===== Passage =====

Almost everywhere I’ve lived — Pittsburgh, Cincinnati, Chicago — has been home to an IKEA, but it’s never been “I’ll just swing by on the way home from work” close. It’s always far enough to require a special outing — an Epic IKEA adventure. London is no different.
For my birthday this year my parents got me an awesome present — an IKEA gift card in £. I have no idea how they procured it — it involved phone calls, international transactions, and the Royal Mail sending it to Kentucky — but it made its way back across the pond with me and was burning a hole in my pocket. I was behind on work from my jetlag, yet every time I would start working on something, a voice in the back of my head would say, “I wonder if IKEA sells a steamer insert. You should probably go on their website and check.” And then an hour later I have a steamer insert on my virtual shopping list, along with 10 other things. This went on for days. Clearly, the only way to stop it would be to have an epic IKEA adventure and buy all the things. So that’s what I did yesterday.

===== Data rows =====

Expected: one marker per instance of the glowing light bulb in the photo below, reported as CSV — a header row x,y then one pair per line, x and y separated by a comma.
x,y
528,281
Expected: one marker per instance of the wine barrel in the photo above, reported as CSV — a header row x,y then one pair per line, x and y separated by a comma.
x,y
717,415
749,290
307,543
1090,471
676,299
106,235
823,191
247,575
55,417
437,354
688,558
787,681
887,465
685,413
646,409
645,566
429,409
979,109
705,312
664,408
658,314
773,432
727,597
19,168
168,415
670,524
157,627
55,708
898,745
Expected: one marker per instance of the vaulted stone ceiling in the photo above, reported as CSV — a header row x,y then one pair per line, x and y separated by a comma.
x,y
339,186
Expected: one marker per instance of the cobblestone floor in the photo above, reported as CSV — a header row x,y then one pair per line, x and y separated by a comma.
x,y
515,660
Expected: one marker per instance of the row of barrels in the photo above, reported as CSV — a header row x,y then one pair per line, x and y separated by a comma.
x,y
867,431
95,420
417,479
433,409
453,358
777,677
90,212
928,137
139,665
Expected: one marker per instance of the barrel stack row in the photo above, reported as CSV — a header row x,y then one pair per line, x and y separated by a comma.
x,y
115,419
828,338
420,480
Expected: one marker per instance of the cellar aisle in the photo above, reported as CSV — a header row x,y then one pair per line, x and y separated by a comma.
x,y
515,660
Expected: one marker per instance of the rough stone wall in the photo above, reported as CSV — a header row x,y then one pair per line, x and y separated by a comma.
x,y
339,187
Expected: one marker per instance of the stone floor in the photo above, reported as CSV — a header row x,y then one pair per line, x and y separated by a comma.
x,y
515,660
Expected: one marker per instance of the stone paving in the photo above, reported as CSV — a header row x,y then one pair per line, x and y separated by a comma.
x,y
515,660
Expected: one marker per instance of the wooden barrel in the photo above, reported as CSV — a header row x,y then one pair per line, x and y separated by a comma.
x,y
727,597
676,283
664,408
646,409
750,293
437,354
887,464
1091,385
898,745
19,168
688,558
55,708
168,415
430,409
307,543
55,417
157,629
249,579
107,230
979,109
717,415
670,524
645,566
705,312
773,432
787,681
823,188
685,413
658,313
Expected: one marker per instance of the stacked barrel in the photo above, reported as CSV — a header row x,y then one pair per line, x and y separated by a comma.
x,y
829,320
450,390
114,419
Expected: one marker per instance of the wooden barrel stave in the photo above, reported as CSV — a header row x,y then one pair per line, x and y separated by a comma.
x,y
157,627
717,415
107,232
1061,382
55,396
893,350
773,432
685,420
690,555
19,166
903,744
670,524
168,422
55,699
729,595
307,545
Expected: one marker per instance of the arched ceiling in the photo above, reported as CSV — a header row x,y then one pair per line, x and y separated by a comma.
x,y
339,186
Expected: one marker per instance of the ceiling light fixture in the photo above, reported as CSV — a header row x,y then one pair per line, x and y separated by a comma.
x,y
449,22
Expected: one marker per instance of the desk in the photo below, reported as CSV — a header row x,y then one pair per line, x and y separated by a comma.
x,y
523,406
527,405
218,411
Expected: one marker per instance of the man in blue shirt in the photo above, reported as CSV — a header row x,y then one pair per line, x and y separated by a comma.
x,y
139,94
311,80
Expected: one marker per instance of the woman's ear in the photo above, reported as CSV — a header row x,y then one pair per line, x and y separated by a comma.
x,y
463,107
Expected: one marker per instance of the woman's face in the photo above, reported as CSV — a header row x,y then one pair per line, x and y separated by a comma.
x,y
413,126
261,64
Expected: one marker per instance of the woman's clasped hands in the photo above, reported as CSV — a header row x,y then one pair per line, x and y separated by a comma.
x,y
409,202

=====

§ Problem A:
In the IKEA passage, which three cities does the writer name as places lived that had an IKEA?
§ Problem B:
Edit the IKEA passage: reproduce it from "Almost everywhere I’ve" up to and including "is no different.", replacing "special outing" with "dedicated trip".

§ Exercise output A:
Pittsburgh, Cincinnati, and Chicago.

§ Exercise output B:
Almost everywhere I’ve lived — Pittsburgh, Cincinnati, Chicago — has been home to an IKEA, but it’s never been “I’ll just swing by on the way home from work” close. It’s always far enough to require a dedicated trip — an Epic IKEA adventure. London is no different.